Directions for this task → Pull every line containing "dark" from the listing below.

Given records →

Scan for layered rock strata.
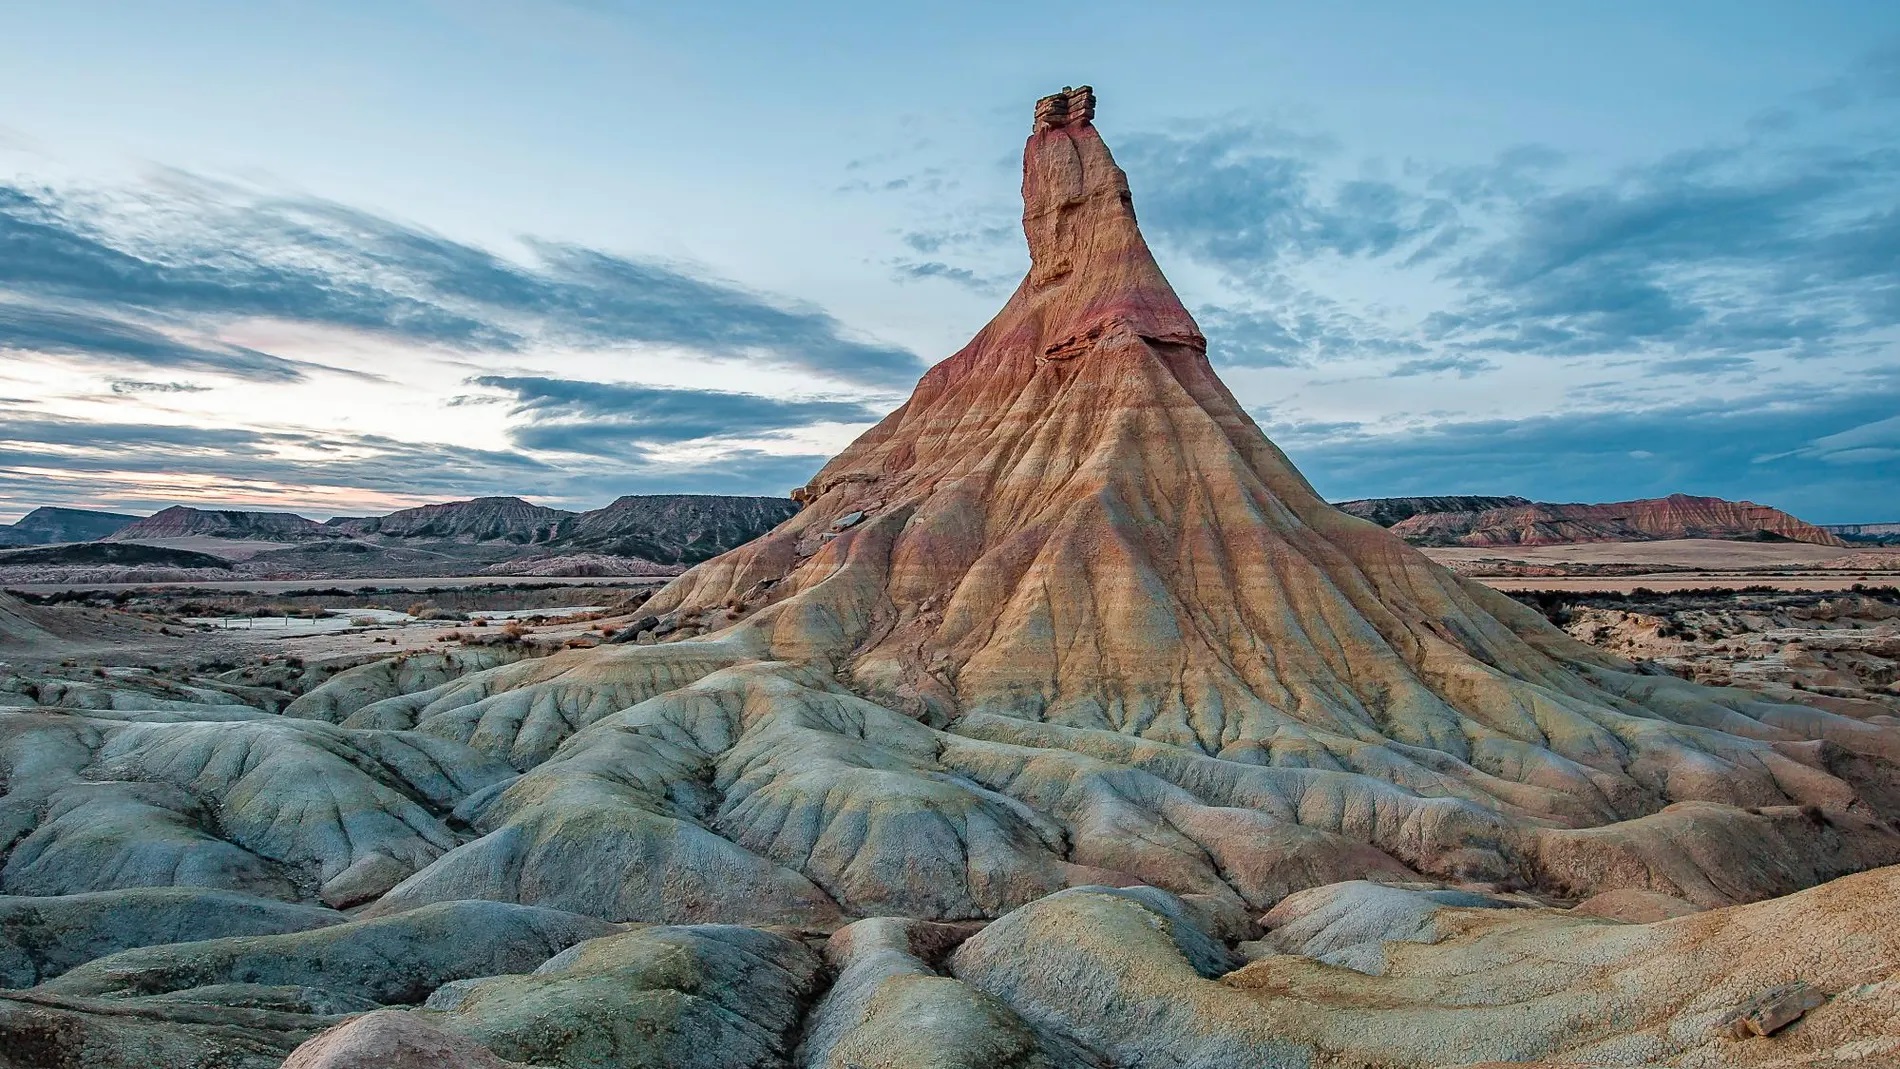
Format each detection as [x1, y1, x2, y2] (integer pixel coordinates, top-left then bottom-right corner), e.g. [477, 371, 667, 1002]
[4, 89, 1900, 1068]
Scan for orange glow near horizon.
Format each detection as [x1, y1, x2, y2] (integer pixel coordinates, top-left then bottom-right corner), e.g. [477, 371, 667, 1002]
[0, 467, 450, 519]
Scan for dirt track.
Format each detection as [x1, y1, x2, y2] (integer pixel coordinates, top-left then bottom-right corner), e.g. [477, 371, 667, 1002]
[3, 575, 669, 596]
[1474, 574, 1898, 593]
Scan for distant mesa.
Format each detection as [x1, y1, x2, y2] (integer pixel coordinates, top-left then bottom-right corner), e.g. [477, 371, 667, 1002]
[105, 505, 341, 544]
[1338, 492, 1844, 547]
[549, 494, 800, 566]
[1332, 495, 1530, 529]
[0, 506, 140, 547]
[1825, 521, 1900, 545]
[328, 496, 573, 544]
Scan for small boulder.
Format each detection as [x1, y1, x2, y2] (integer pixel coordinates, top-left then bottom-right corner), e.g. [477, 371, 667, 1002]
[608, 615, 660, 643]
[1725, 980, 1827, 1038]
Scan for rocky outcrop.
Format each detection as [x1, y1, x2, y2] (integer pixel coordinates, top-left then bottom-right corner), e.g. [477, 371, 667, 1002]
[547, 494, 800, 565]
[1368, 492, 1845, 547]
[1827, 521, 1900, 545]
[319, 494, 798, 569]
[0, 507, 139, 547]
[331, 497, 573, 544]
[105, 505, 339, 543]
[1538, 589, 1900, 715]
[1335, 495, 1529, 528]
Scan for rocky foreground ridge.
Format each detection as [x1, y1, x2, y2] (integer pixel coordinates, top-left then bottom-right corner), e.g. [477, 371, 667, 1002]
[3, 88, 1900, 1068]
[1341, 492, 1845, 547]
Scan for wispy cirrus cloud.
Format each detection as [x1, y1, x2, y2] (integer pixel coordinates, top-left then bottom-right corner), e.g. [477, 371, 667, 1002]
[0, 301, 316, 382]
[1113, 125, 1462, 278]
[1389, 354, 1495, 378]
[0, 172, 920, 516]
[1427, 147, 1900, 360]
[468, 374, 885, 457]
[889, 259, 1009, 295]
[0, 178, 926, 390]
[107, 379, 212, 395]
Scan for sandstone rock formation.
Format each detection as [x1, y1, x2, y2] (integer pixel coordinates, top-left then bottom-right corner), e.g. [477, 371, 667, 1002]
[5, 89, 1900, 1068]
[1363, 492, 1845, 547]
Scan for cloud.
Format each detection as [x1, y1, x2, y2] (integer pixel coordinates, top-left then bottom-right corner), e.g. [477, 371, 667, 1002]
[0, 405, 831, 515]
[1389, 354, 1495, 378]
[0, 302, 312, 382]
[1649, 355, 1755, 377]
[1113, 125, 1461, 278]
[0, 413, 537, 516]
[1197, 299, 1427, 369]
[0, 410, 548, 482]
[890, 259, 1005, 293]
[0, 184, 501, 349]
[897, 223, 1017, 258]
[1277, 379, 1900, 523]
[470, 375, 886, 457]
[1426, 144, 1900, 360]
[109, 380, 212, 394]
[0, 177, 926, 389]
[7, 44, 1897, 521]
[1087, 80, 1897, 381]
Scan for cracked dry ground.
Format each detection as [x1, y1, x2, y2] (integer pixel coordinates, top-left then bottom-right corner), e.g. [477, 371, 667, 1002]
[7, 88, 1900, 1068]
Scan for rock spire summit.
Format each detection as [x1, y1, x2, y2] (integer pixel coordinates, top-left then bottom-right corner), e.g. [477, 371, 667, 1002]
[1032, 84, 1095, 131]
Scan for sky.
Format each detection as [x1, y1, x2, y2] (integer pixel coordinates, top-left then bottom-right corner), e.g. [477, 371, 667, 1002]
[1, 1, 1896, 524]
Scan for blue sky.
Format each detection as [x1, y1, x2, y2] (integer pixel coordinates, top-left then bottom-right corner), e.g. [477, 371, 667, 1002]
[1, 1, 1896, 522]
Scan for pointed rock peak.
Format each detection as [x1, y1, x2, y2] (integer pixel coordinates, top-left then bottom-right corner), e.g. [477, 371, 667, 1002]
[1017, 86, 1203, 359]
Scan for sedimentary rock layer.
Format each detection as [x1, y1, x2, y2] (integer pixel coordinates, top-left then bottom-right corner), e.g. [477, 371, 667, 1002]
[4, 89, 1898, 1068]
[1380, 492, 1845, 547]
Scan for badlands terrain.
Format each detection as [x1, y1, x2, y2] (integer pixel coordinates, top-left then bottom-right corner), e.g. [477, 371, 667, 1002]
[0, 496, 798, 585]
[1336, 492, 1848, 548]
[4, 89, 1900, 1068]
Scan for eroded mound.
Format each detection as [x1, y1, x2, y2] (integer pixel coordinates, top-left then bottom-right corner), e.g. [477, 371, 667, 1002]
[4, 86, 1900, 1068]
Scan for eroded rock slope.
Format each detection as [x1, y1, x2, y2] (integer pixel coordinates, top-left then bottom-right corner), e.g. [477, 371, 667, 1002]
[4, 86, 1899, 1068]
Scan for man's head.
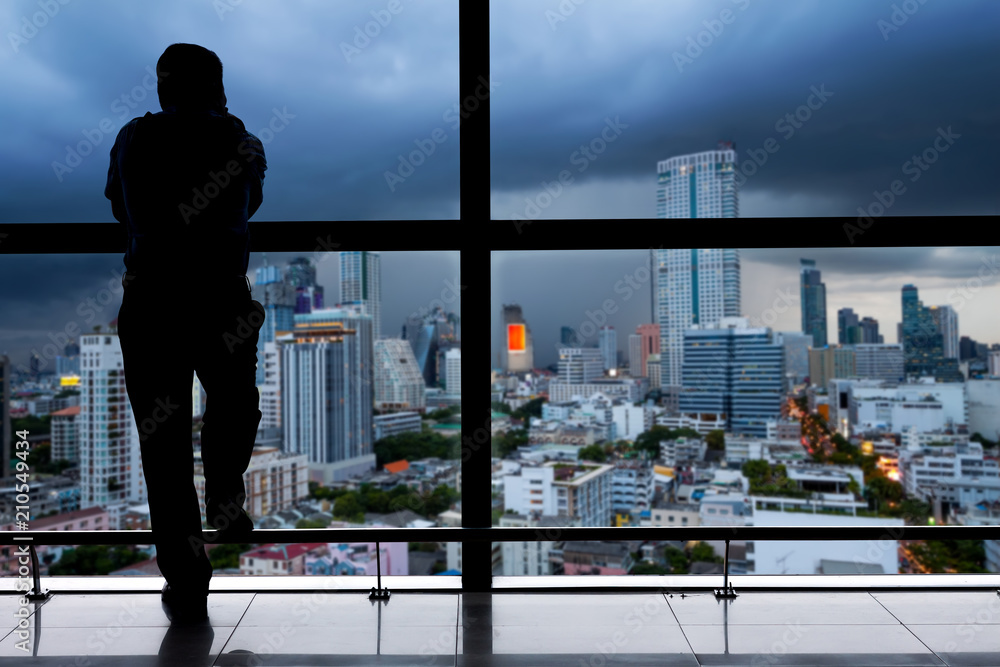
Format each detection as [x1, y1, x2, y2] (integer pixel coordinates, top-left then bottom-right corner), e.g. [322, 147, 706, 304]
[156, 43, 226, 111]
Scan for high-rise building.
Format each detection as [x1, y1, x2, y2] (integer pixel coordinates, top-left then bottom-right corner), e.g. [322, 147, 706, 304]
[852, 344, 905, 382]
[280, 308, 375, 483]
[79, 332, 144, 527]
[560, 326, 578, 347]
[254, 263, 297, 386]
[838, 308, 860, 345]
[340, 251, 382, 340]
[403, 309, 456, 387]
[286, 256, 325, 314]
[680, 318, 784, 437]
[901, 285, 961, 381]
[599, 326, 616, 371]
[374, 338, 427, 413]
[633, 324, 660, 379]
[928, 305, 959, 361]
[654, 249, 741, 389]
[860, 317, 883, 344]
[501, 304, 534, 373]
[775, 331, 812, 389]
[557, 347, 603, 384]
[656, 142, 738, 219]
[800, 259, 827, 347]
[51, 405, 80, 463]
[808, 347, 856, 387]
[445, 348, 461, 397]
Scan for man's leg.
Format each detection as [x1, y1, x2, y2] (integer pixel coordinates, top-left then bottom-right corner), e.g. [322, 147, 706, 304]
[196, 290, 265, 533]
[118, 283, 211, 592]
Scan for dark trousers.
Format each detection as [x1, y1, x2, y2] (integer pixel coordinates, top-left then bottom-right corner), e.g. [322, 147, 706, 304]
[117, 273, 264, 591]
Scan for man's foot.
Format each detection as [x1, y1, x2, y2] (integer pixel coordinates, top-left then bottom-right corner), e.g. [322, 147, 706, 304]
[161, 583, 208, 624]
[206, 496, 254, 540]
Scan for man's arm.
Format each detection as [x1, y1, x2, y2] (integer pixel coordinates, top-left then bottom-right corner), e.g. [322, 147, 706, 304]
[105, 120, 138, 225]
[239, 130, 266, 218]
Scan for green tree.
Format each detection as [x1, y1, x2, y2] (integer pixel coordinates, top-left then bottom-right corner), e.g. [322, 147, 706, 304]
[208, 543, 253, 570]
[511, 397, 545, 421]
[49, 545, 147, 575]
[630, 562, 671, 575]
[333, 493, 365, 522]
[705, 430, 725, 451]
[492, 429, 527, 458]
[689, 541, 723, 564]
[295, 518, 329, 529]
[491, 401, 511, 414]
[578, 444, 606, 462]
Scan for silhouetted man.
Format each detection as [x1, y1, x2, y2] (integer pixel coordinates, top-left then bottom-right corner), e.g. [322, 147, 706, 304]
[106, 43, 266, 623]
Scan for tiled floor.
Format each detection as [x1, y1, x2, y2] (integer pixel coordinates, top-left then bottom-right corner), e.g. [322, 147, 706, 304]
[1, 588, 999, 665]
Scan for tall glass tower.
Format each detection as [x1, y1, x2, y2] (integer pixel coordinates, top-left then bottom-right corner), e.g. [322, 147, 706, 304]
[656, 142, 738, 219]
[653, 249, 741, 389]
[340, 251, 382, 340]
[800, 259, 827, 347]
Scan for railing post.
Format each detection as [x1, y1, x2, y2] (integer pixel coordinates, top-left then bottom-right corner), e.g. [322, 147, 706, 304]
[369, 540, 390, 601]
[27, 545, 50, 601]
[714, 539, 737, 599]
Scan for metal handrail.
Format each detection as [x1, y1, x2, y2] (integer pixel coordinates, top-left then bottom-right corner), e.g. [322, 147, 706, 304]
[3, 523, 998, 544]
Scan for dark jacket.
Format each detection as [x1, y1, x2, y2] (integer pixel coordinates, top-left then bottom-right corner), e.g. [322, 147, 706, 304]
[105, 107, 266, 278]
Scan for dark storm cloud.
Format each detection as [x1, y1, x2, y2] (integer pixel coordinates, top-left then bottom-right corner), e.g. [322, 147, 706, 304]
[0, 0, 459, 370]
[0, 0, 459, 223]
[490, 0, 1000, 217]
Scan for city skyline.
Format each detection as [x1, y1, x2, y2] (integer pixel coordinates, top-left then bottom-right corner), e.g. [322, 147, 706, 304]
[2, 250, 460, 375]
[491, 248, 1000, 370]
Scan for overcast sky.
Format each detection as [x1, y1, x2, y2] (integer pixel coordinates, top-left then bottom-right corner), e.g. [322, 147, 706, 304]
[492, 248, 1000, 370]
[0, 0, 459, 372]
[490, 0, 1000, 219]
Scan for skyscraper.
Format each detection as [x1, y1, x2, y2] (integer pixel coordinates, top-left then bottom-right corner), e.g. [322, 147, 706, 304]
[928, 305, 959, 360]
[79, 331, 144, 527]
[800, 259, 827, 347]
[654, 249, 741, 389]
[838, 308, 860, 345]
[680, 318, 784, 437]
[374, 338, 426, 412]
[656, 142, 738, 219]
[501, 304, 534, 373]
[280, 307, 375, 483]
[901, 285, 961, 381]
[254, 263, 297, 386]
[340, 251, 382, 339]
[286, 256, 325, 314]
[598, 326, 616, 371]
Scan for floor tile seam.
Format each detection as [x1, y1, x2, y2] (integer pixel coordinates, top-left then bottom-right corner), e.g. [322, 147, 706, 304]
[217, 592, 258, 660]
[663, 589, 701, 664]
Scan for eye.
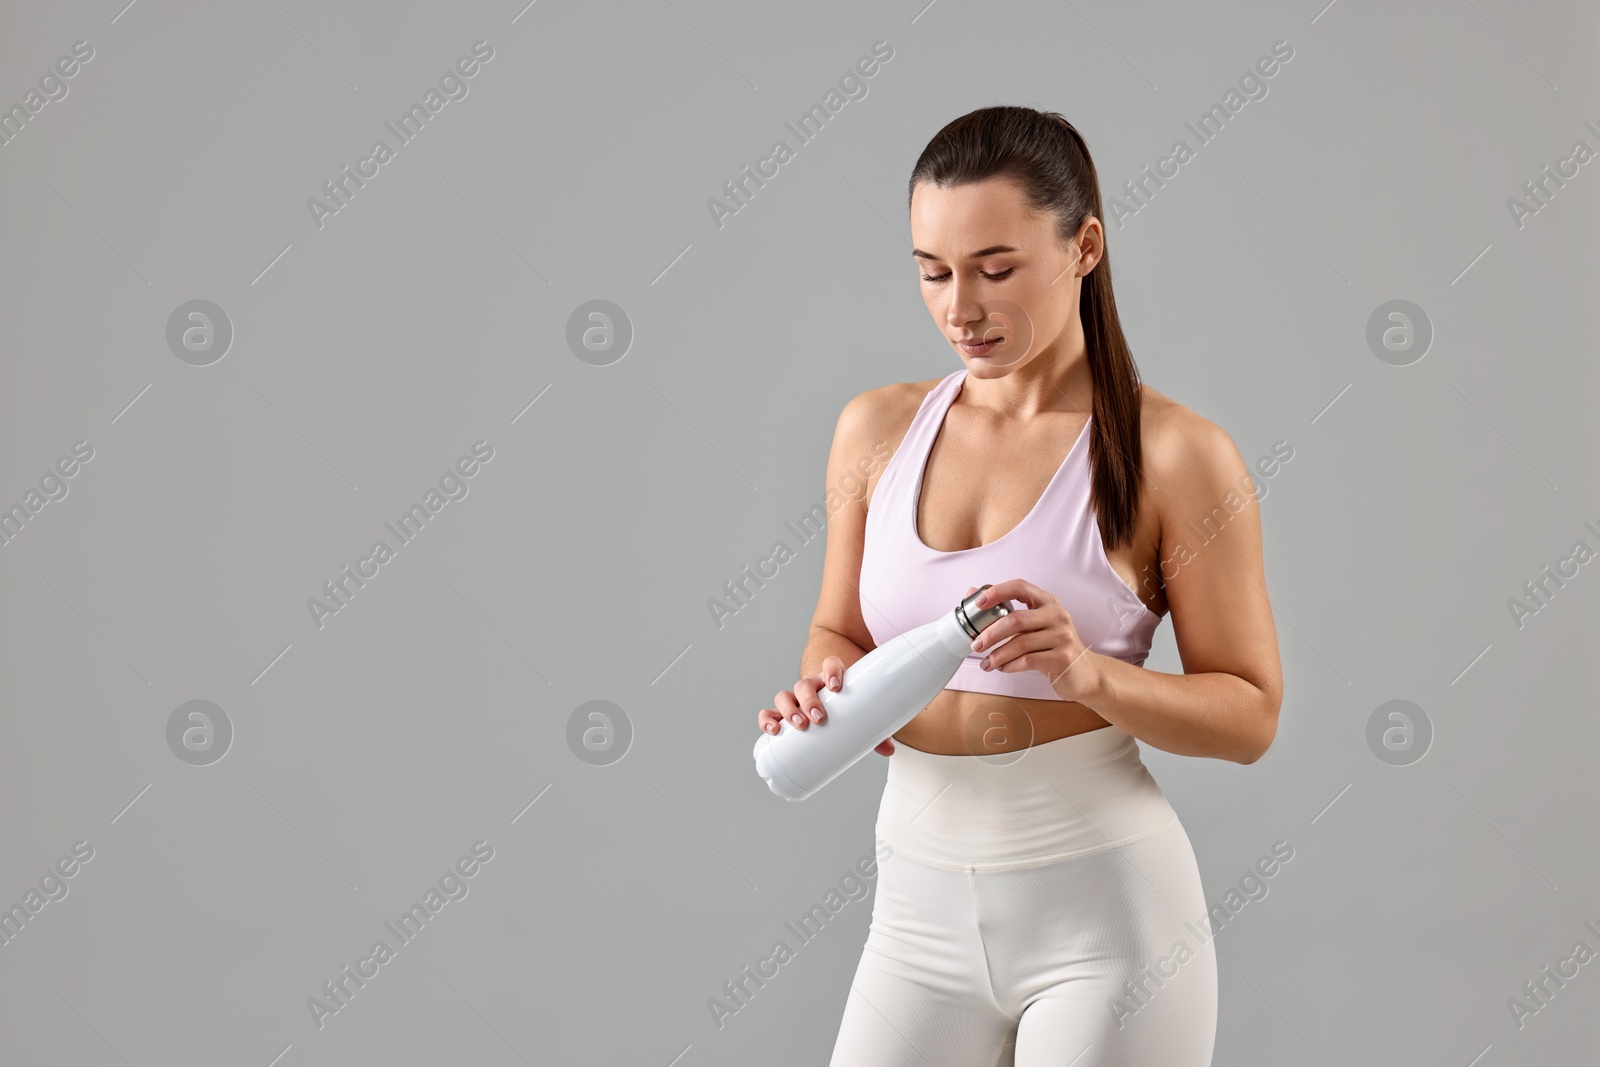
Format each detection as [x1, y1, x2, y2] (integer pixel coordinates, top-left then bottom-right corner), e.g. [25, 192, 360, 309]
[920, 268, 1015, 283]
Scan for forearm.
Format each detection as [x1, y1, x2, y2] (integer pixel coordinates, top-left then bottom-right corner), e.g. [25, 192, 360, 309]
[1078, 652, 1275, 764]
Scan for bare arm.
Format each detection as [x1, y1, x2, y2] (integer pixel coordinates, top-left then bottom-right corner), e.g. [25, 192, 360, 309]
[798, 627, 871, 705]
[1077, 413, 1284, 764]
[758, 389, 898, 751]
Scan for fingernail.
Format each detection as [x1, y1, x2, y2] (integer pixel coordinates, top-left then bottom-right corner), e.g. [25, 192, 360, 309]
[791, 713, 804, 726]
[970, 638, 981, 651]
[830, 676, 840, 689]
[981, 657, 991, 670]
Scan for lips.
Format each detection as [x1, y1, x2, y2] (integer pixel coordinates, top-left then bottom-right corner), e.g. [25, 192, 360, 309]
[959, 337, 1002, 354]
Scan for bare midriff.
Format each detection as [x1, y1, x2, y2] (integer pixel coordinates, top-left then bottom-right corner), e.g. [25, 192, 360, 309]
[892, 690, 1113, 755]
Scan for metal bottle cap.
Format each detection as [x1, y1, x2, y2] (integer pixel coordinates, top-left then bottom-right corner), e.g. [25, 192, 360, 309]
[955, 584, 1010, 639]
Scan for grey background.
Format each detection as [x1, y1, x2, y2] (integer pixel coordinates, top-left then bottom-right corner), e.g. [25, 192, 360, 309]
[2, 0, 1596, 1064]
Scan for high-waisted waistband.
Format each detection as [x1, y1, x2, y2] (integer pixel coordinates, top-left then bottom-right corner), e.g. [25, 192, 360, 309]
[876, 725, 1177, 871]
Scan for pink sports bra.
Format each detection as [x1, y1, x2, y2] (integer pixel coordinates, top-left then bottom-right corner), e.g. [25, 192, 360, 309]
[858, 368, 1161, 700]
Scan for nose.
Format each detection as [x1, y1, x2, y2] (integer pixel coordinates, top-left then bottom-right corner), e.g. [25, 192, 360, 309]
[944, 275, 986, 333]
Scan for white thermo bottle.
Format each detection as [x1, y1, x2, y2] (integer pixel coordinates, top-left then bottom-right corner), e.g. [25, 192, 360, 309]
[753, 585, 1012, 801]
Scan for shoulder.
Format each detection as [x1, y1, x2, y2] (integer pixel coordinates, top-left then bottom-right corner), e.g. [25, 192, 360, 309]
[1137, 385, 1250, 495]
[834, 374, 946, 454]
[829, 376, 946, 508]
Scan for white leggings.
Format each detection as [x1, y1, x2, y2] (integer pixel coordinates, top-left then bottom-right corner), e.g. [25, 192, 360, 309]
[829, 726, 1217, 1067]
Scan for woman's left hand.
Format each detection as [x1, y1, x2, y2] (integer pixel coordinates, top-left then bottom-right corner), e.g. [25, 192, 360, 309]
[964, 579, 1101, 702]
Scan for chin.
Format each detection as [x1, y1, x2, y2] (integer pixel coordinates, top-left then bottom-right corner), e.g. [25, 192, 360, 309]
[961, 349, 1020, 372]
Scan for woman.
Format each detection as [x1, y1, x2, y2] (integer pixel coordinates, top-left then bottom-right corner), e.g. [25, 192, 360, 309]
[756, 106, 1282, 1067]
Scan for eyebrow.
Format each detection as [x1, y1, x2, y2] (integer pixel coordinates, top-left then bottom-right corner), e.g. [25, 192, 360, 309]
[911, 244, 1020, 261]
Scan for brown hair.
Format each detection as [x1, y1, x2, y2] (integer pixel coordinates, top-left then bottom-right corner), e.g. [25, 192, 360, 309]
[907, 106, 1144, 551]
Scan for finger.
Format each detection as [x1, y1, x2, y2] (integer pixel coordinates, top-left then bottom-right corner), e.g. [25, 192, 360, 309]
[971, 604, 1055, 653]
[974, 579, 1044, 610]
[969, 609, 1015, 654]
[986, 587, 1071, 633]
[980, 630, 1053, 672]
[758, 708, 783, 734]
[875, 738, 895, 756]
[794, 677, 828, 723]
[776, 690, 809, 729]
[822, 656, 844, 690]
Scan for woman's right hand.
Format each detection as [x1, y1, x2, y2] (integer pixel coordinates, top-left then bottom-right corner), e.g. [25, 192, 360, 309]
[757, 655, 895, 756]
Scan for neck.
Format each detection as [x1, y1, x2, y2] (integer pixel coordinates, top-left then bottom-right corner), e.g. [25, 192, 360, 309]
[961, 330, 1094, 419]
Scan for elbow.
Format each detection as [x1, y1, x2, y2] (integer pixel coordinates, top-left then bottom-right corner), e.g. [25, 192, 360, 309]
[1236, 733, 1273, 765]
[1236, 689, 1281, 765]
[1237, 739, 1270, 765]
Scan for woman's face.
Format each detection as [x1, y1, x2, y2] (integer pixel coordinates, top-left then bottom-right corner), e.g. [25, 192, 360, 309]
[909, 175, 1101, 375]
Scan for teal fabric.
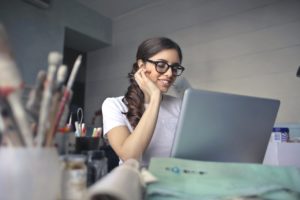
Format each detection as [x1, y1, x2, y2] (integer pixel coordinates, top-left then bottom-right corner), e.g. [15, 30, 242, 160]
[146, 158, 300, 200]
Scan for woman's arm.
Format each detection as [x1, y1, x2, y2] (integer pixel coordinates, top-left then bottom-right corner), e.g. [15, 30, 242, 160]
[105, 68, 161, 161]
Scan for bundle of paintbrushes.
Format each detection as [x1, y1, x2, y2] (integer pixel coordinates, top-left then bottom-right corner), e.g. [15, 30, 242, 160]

Problem solution →
Scan for dark trousers.
Scan for dark jacket.
Scan for dark storm cloud.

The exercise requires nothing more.